• _Task brief_:
Scan the data below for lines holding the word "Check", and copy each line found.

---------- Data shown ----------

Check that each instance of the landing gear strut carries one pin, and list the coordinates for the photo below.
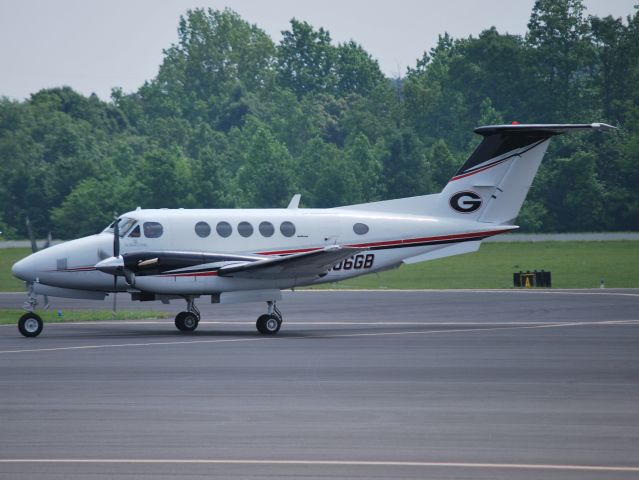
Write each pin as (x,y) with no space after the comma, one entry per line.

----------
---------- Data shown ----------

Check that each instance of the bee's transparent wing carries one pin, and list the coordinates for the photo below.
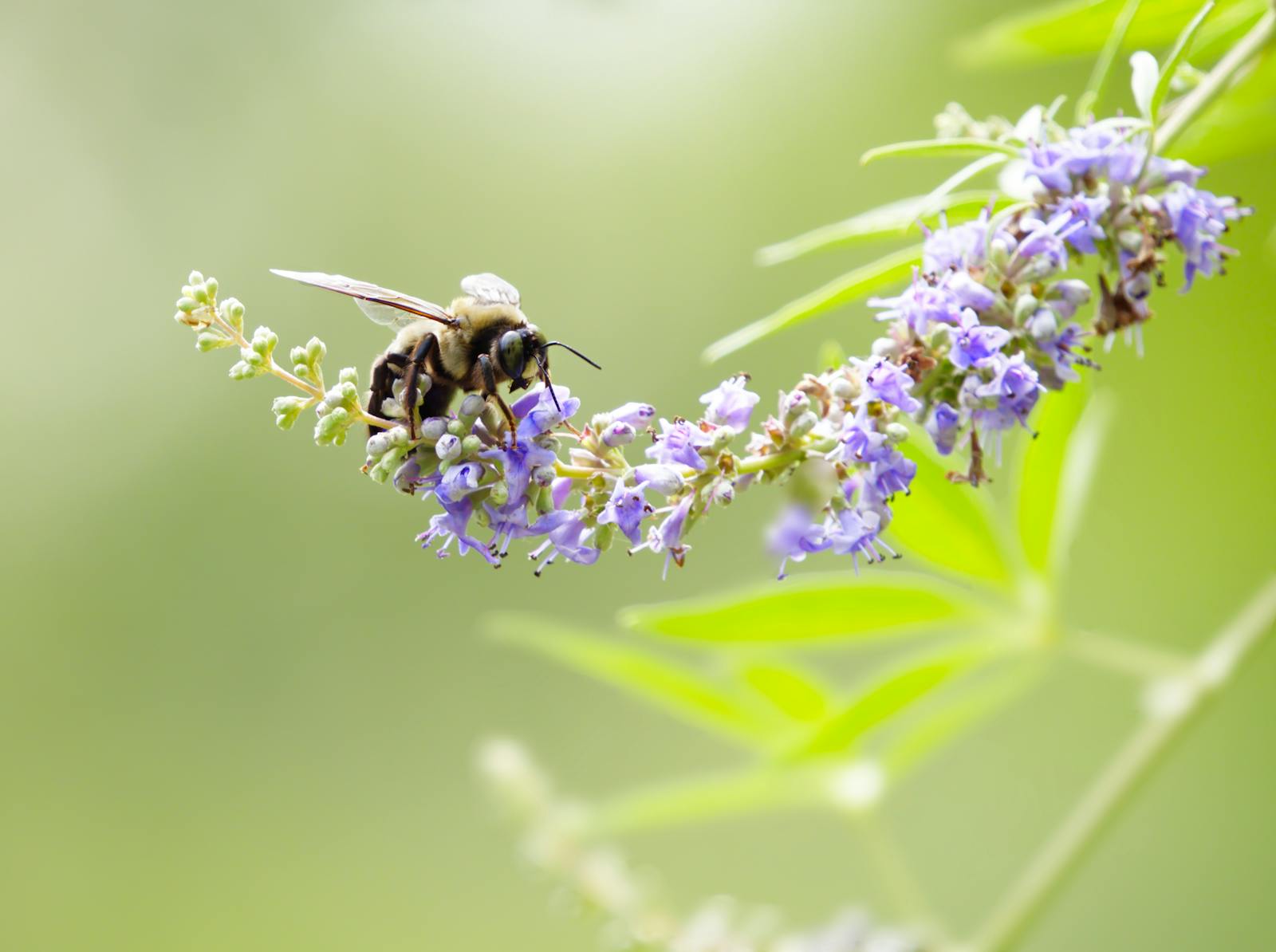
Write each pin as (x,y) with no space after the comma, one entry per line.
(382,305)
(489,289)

----------

• _Problem solution_:
Check that each instance of the landing gear strut carries one pin, and list the coordinates for the photo below.
Check that each instance of the bee's transparent wing carries one pin, and list the coordinates for the photo below.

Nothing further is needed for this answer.